Activity - A word-for-word printout of the listing below is needed.

Data records -
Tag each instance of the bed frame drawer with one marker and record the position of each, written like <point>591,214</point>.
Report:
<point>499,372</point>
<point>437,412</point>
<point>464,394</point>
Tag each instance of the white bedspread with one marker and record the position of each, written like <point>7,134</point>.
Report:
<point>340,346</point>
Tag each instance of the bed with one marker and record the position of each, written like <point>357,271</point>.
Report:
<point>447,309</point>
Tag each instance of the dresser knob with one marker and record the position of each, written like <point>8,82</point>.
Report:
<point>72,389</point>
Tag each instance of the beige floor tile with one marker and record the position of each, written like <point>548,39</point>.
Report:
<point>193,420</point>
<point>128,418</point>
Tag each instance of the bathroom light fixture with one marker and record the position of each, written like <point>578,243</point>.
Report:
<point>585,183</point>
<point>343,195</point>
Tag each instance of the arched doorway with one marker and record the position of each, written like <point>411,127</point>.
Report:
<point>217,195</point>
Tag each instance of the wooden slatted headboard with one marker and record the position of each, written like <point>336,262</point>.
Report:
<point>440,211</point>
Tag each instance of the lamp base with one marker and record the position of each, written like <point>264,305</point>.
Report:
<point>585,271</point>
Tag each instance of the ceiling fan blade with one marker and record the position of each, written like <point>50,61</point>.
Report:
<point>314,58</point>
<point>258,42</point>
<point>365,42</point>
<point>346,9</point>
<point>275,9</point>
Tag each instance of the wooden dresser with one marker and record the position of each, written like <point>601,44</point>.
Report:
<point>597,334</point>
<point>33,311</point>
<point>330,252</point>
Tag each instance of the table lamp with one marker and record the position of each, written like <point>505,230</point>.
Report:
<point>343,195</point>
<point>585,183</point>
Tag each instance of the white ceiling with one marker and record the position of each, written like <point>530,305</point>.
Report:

Response -
Tag each instance of the bed frame drawer with one marker and record the position of each, written like <point>591,214</point>.
Report:
<point>499,372</point>
<point>437,412</point>
<point>464,394</point>
Tag each instance of the white bedspread with one marker and record the position of each, written like <point>7,134</point>.
Report:
<point>340,346</point>
Tag each instance of the bed with one marker and record the position of each, written like <point>357,271</point>.
Report:
<point>447,309</point>
Tag each instance of the dresser knob with one marker and record the position of each, written like <point>8,82</point>.
Report:
<point>72,389</point>
Tag each instance of the beige floor tile with one marker and record the position of each, written like <point>548,39</point>.
Report:
<point>193,420</point>
<point>128,418</point>
Tag each instance of the bathroom light fixture with one marker and record the position of each, written like <point>578,243</point>.
Report:
<point>585,183</point>
<point>343,195</point>
Tag each instance of the arched doorway with one marker and record the position of each, written like <point>411,127</point>.
Report:
<point>217,195</point>
Tag each instance of the wooden slatted headboard with one marker and record the position of each, written like <point>336,262</point>.
Report:
<point>440,211</point>
Tag each instance of the lamp base with one marker and record the position of each, written like <point>264,305</point>.
Report:
<point>585,271</point>
Tag each instance of the ceiling fan blade with one marker and record the position of each, written like <point>50,61</point>.
Report:
<point>314,58</point>
<point>258,42</point>
<point>365,42</point>
<point>346,9</point>
<point>275,9</point>
Tag each instance of the wooden dresser with one marker and record the position of each, written like <point>601,44</point>.
Report:
<point>597,334</point>
<point>33,311</point>
<point>330,252</point>
Tag each instance of the table lamp with one marker and record the position of each, written like <point>505,230</point>.
Report:
<point>343,195</point>
<point>585,183</point>
Tag each instance of the white ceiling with one marker and record the position of each, written like <point>530,305</point>.
Report:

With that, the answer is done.